REQUIRED ACTION | Your answer should be one number: the count of lines in the records that include the word "Target".
Top of DATA SHOWN
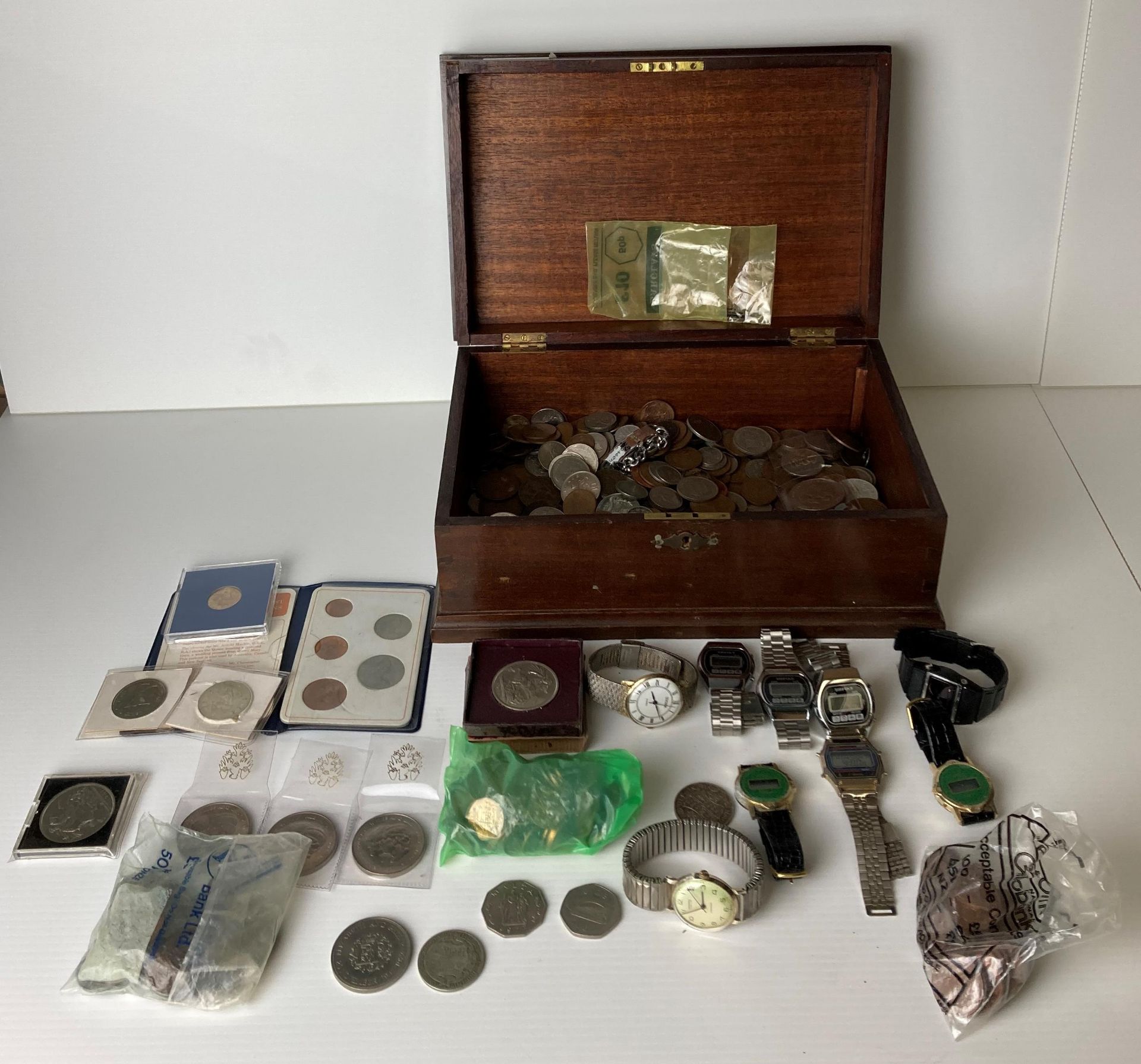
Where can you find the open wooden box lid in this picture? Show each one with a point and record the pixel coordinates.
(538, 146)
Bottom of DATA SHOWN
Top of DATA SHOWN
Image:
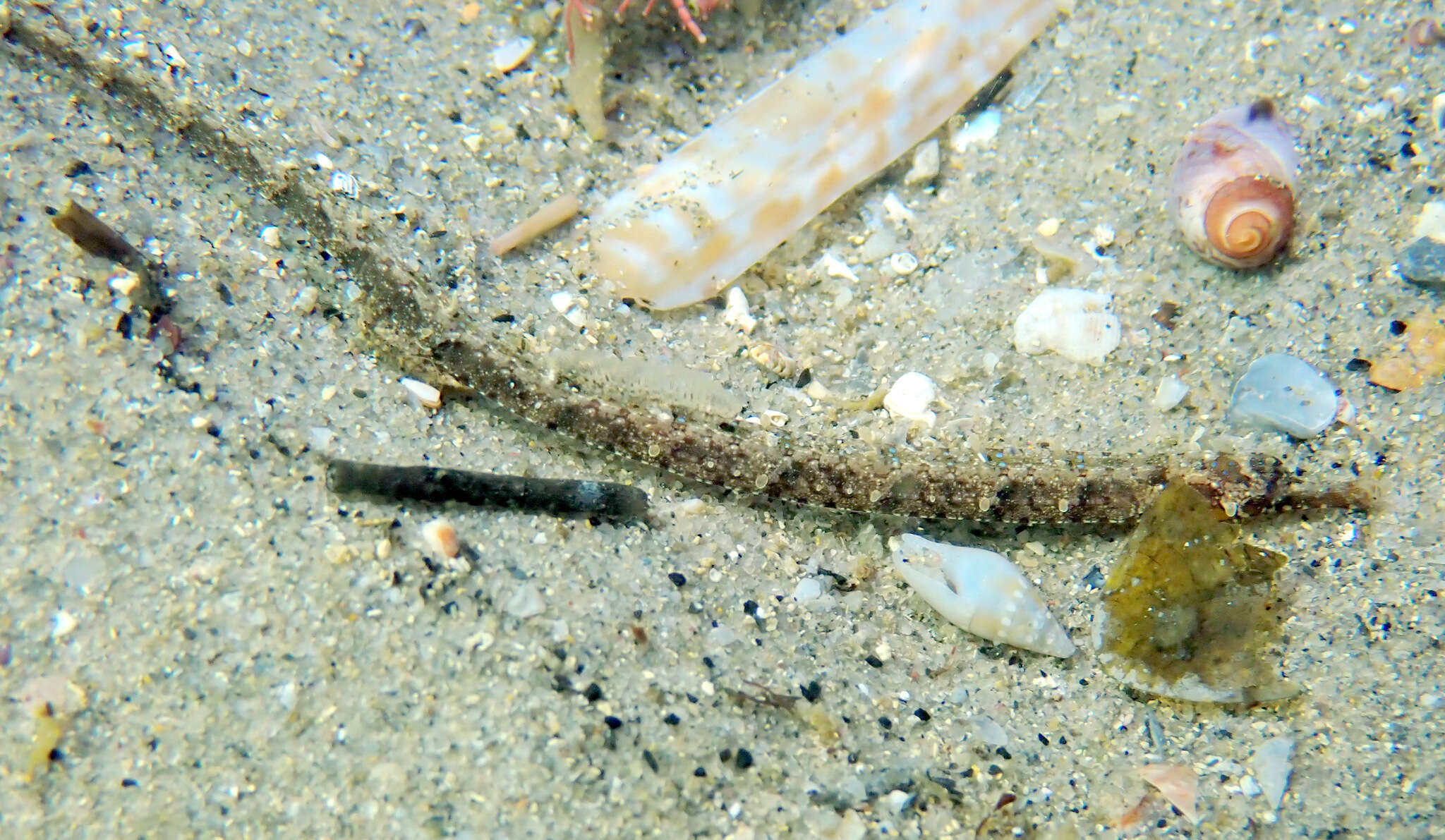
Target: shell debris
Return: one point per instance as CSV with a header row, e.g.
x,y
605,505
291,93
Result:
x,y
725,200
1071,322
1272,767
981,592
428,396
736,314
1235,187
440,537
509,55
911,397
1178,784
Bottom of DATA SHOWN
Top of DATA SHOWN
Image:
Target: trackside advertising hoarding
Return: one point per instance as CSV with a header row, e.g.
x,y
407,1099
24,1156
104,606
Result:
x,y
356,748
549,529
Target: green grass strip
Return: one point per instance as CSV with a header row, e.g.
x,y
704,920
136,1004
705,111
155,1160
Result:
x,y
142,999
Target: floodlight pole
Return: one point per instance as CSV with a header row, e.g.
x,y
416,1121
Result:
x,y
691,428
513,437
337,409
Bottom of DATA SHOWN
RESPONSE TO THIS EXERCISE | 4